Information |
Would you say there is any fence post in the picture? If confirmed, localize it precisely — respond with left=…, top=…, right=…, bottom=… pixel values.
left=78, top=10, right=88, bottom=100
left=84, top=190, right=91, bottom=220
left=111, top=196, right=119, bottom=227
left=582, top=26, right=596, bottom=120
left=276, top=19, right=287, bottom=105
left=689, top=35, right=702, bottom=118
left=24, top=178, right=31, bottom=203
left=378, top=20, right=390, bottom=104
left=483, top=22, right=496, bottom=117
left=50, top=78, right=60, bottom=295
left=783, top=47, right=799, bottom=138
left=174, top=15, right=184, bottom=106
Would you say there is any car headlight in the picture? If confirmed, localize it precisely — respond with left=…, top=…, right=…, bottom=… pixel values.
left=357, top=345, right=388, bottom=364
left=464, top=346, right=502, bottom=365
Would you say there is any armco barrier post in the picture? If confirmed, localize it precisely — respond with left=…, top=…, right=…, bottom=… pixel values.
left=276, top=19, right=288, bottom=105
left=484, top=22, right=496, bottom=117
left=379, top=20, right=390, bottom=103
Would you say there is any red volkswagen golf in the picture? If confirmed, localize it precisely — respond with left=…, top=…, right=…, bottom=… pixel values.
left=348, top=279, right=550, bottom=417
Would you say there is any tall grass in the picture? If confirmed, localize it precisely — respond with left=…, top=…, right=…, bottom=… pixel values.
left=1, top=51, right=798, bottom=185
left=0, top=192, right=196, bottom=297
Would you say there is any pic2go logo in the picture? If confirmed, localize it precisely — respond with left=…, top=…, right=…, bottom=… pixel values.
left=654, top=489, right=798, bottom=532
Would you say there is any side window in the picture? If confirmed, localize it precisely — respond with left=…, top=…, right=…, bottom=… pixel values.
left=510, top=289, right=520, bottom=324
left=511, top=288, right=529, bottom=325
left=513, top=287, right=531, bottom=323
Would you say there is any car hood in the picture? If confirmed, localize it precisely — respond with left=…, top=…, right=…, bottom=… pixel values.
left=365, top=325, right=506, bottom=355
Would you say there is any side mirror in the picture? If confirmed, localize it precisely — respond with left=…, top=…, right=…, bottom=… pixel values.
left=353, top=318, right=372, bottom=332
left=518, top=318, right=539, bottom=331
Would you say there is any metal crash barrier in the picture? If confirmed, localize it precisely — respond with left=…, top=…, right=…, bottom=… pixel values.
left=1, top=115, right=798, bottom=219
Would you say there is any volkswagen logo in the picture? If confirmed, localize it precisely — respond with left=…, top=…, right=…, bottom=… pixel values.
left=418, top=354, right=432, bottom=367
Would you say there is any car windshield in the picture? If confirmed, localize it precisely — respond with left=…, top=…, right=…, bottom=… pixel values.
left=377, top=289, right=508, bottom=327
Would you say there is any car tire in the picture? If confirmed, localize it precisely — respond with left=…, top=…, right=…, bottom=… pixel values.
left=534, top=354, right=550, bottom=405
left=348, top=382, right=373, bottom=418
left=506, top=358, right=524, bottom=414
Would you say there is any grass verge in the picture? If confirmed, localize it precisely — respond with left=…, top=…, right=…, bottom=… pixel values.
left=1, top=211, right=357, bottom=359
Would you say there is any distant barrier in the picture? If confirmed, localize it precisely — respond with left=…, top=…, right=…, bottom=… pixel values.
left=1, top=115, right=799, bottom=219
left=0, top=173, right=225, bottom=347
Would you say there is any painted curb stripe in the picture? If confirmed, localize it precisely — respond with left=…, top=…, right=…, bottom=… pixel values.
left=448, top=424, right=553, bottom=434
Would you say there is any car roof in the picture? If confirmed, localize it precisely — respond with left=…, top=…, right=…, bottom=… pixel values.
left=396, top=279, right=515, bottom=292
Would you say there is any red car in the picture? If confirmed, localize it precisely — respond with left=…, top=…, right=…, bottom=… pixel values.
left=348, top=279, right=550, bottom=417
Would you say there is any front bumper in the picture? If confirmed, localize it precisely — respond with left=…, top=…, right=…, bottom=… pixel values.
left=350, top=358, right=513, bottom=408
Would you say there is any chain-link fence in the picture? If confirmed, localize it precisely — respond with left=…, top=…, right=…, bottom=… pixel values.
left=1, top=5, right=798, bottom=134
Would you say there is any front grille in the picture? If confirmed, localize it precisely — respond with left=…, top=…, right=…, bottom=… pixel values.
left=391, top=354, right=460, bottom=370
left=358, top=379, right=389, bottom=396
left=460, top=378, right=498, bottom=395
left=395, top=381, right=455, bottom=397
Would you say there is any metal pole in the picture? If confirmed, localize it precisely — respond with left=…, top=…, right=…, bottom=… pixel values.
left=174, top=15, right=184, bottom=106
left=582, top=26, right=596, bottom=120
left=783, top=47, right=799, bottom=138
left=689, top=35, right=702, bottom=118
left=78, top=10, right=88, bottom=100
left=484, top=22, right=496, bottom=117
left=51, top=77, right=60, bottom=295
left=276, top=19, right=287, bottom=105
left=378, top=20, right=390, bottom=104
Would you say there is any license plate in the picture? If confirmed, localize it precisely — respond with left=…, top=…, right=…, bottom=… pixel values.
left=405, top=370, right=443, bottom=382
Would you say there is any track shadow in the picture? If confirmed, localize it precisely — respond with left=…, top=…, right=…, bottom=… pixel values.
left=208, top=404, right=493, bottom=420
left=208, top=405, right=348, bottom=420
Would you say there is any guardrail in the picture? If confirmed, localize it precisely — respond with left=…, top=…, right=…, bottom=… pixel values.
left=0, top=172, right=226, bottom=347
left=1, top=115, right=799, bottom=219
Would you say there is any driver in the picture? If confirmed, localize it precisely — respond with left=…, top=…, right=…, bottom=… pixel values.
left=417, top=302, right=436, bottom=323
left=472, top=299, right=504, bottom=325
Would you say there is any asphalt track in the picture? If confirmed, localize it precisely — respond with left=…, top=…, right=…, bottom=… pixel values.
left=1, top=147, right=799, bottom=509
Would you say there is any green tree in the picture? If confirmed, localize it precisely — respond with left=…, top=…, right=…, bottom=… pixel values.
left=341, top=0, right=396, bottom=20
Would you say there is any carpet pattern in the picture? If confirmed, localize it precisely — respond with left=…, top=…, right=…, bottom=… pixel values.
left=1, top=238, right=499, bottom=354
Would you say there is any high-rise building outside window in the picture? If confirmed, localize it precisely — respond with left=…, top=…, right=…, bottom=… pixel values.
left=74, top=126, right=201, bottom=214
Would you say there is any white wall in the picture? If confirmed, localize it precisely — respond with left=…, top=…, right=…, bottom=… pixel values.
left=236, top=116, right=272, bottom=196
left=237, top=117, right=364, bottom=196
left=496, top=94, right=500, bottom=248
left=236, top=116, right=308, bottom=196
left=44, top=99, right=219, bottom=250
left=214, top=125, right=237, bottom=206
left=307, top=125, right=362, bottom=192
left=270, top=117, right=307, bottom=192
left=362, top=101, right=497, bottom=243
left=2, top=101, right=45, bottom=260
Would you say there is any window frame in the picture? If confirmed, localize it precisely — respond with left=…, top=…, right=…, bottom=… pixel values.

Problem |
Print the material word for word, with nothing left out.

Written reply |
Would you say there is any fence post in the picture? If confirmed, localize it precisely — respond with left=…, top=…, right=…, bottom=… pixel values.
left=78, top=10, right=88, bottom=100
left=84, top=190, right=91, bottom=220
left=111, top=196, right=119, bottom=227
left=582, top=26, right=596, bottom=120
left=276, top=19, right=287, bottom=105
left=689, top=35, right=702, bottom=118
left=24, top=178, right=31, bottom=203
left=378, top=20, right=390, bottom=104
left=483, top=22, right=496, bottom=117
left=50, top=78, right=60, bottom=295
left=783, top=47, right=799, bottom=138
left=174, top=15, right=184, bottom=106
Would you say there is any car headlight in the picture? If confirmed, localize it precisely — respond with left=…, top=…, right=…, bottom=… pixel values.
left=357, top=345, right=388, bottom=364
left=464, top=346, right=502, bottom=365
Would you say there is any armco barrier post in the picture? If confirmed, localize it precisely — respond with left=…, top=…, right=…, bottom=… pixel values.
left=276, top=19, right=288, bottom=105
left=484, top=22, right=496, bottom=117
left=379, top=20, right=390, bottom=103
Would you say there is any red volkswagen golf in the picture? If confirmed, localize it precisely — respond with left=…, top=…, right=…, bottom=… pixel values.
left=348, top=279, right=550, bottom=417
Would you say there is any tall grass in the picture? If confirmed, localize it precisely — respond with left=…, top=…, right=…, bottom=… pixel values.
left=1, top=51, right=798, bottom=185
left=0, top=192, right=196, bottom=297
Would you say there is any pic2go logo in the picture? If confirmed, localize it precisely — respond with left=…, top=…, right=…, bottom=… pixel values.
left=654, top=489, right=798, bottom=532
Would you say there is any side window in the picture? If confirmed, localize it precisely — respond with left=…, top=…, right=…, bottom=… pixel values.
left=510, top=289, right=520, bottom=324
left=511, top=288, right=529, bottom=325
left=513, top=287, right=531, bottom=323
Would you say there is any car hood in the picture? If confirmed, localize it precisely — respond with left=…, top=…, right=…, bottom=… pixel values.
left=365, top=325, right=506, bottom=355
Would you say there is any side mirror in the picture? If confirmed, localize it precisely — respond with left=…, top=…, right=…, bottom=… pixel values.
left=353, top=318, right=372, bottom=332
left=518, top=318, right=539, bottom=331
Would you say there is any metal crash barrier in the picture? If confirmed, localize it precisely — respond with left=…, top=…, right=…, bottom=… pixel values.
left=1, top=115, right=798, bottom=219
Would you say there is any volkswagen logo in the picture? If confirmed, localize it precisely — respond with left=…, top=…, right=…, bottom=… pixel values.
left=418, top=354, right=432, bottom=367
Would you say there is any car windshield in the picture? If confirmed, localize it precisely — respond with left=…, top=…, right=…, bottom=… pixel values.
left=377, top=289, right=508, bottom=327
Would you say there is any car tire in the picture? If confirmed, localize it precisely — respond with left=…, top=…, right=…, bottom=… pixel values.
left=534, top=354, right=550, bottom=405
left=348, top=382, right=373, bottom=418
left=506, top=358, right=524, bottom=414
Would you say there is any grass verge in the picture? If confirmed, localize it precisely — respond with left=…, top=…, right=…, bottom=… pixel values.
left=1, top=211, right=357, bottom=359
Would you say there is any distant barrier in the picture? If confirmed, localize it precisely — respond with left=…, top=…, right=…, bottom=… pixel values.
left=1, top=115, right=799, bottom=219
left=0, top=173, right=225, bottom=347
Would you say there is any painted curb stripe in the picture? If confirmed, localize it precisely — respond with left=…, top=…, right=…, bottom=… pixel values.
left=448, top=424, right=553, bottom=434
Would you say there is any car roof in the picture? If confirmed, localize it precisely — respond with left=…, top=…, right=…, bottom=… pixel values.
left=396, top=279, right=515, bottom=292
Would you say there is any red car in the picture? If confirmed, localize it precisely — respond with left=…, top=…, right=…, bottom=… pixel values.
left=348, top=279, right=550, bottom=417
Would you say there is any front bumper in the picture? If confirmed, localize it precisely — respond with left=…, top=…, right=…, bottom=… pixel values.
left=350, top=358, right=513, bottom=408
Would you say there is any chain-link fence in the picture? If confirmed, localize it precisely — respond with left=…, top=…, right=…, bottom=… pixel values.
left=1, top=5, right=798, bottom=134
Would you say there is any front grille in the picture? If confirmed, localize it precisely — respond with left=…, top=…, right=…, bottom=… pixel values.
left=391, top=354, right=460, bottom=370
left=358, top=379, right=389, bottom=396
left=460, top=378, right=498, bottom=395
left=395, top=381, right=455, bottom=397
Would you say there is any metal pole in the picture? If confirmed, localize it precisely — respond with left=…, top=…, right=…, bottom=… pixel values.
left=174, top=15, right=184, bottom=106
left=582, top=26, right=596, bottom=120
left=783, top=47, right=799, bottom=138
left=689, top=35, right=702, bottom=118
left=78, top=10, right=88, bottom=100
left=484, top=22, right=496, bottom=117
left=51, top=77, right=60, bottom=295
left=276, top=19, right=287, bottom=105
left=378, top=20, right=390, bottom=104
Would you say there is any license plate in the picture? If confirmed, localize it precisely — respond with left=…, top=…, right=…, bottom=… pixel values.
left=405, top=370, right=443, bottom=382
Would you say there is any track shadow in the picture? If confirmed, localize it precisely — respond with left=…, top=…, right=…, bottom=… pixel values.
left=208, top=404, right=493, bottom=420
left=208, top=405, right=348, bottom=420
Would you say there is any guardrail in the picture? If confirmed, localize it precisely — respond with left=…, top=…, right=…, bottom=… pixel values.
left=0, top=172, right=226, bottom=347
left=1, top=115, right=799, bottom=219
Would you say there is any driver in the picture? If confirmed, localize it precisely — respond with left=…, top=…, right=…, bottom=… pixel values.
left=417, top=302, right=436, bottom=323
left=472, top=299, right=504, bottom=325
Would you say there is any asphalt track in the picture? If confirmed, localize it precisely — respond with left=…, top=…, right=…, bottom=… pixel values.
left=1, top=147, right=799, bottom=509
Would you say there is any green tree in the picture? If confirmed, localize it precisely — respond with left=…, top=…, right=…, bottom=… pixel values.
left=341, top=0, right=396, bottom=20
Would you say there is any carpet pattern in the picture? If confirmed, localize it precisely — respond with left=…, top=…, right=…, bottom=… pixel values.
left=1, top=238, right=499, bottom=354
Would you say there is any high-rise building outside window in the picture? If confirmed, localize it precisely — respond with left=…, top=…, right=…, bottom=… pixel values.
left=74, top=126, right=201, bottom=214
Would you say there is any white wall in the picture? If confirmed, localize it precisely — respond with left=…, top=…, right=…, bottom=… pixel values.
left=236, top=116, right=272, bottom=196
left=237, top=117, right=364, bottom=196
left=496, top=94, right=500, bottom=248
left=236, top=116, right=308, bottom=196
left=44, top=99, right=219, bottom=250
left=214, top=125, right=237, bottom=206
left=307, top=125, right=362, bottom=192
left=270, top=117, right=307, bottom=192
left=362, top=101, right=497, bottom=243
left=2, top=101, right=45, bottom=260
Would you say there is any window frame in the picture? If confirmed, localize it precisely — respond with left=…, top=…, right=…, bottom=… pixel values.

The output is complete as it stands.